[BEGIN Passage to read]

In the case of uncensored observations, by Owen (1991) and Lemma 11.2 of Owen (2001), we have $\underset{1\le i\le n}{\max }\Vert g\left(Z_i;{\theta }_0\right)\Vert =o_p\left(\sqrt{n}\right).$ By Lemma 1 of Tang and Leng (2012), we have under the regularity conditions R.2, R.3; the ${\lambda }_{{\theta }_0}$ in (2.2) satisfies $\Vert {\lambda }_{{\theta }_0}\Vert =O_p\left(\frac{1}{\sqrt{n}}\right).$ So,

$$\underset{1\le i\le n}{\max }\left|{\lambda }_{{\theta }_0}^{\top }g\left(Z_i;{\theta }_0\right)\right|=O_p\left(\frac{1}{\sqrt{n}}\right)o_p\left(\sqrt{n}\right)=o_p\left(1\right).(3.4)$$

Under the condition R.4; Qin and Jing (2001) proved $\underset{1\le i\le n}{\max }\left|{\lambda }_{{\theta }_0}^{\top }g\left(Z_i;{\theta }_0\right)\right|=o_p\left(1\right)$ for the $g(\cdot )$ with censored observations.

[END Passage to read]
[BEGIN Entries]

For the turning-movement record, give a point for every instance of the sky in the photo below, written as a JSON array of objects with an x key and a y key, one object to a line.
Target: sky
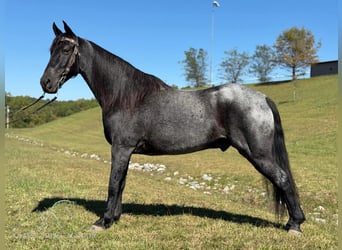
[{"x": 153, "y": 34}]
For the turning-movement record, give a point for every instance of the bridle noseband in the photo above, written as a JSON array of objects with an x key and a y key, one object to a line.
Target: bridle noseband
[{"x": 66, "y": 71}]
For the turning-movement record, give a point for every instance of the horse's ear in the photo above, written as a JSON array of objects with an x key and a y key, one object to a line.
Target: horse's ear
[
  {"x": 56, "y": 29},
  {"x": 68, "y": 30}
]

[END Entries]

Given problem 1: Reproduce the passage on uncensored and censored observations from "In the case" up to and including "with censored observations.".
Given problem 2: Name each published work that the passage on uncensored and censored observations cites, along with its year.
Rely only on the passage on uncensored and censored observations.

Worked solution 1:
In the case of uncensored observations, by Owen (1991) and Lemma 11.2 of Owen (2001), we have $\underset{1\le i\le n}{\max }\Vert g\left(Z_i;{\theta }_0\right)\Vert =o_p\left(\sqrt{n}\right).$ By Lemma 1 of Tang and Leng (2012), we have under the regularity conditions R.2, R.3; the ${\lambda }_{{\theta }_0}$ in (2.2) satisfies $\Vert {\lambda }_{{\theta }_0}\Vert =O_p\left(\frac{1}{\sqrt{n}}\right).$ So,

$$\underset{1\le i\le n}{\max }\left|{\lambda }_{{\theta }_0}^{\top }g\left(Z_i;{\theta }_0\right)\right|=O_p\left(\frac{1}{\sqrt{n}}\right)o_p\left(\sqrt{n}\right)=o_p\left(1\right).(3.4)$$

Under the condition R.4; Qin and Jing (2001) proved $\underset{1\le i\le n}{\max }\left|{\lambda }_{{\theta }_0}^{\top }g\left(Z_i;{\theta }_0\right)\right|=o_p\left(1\right)$ for the $g(\cdot )$ with censored observations.

Worked solution 2:
Owen (1991)
Owen (2001)
Tang and Leng (2012)
Qin and Jing (2001)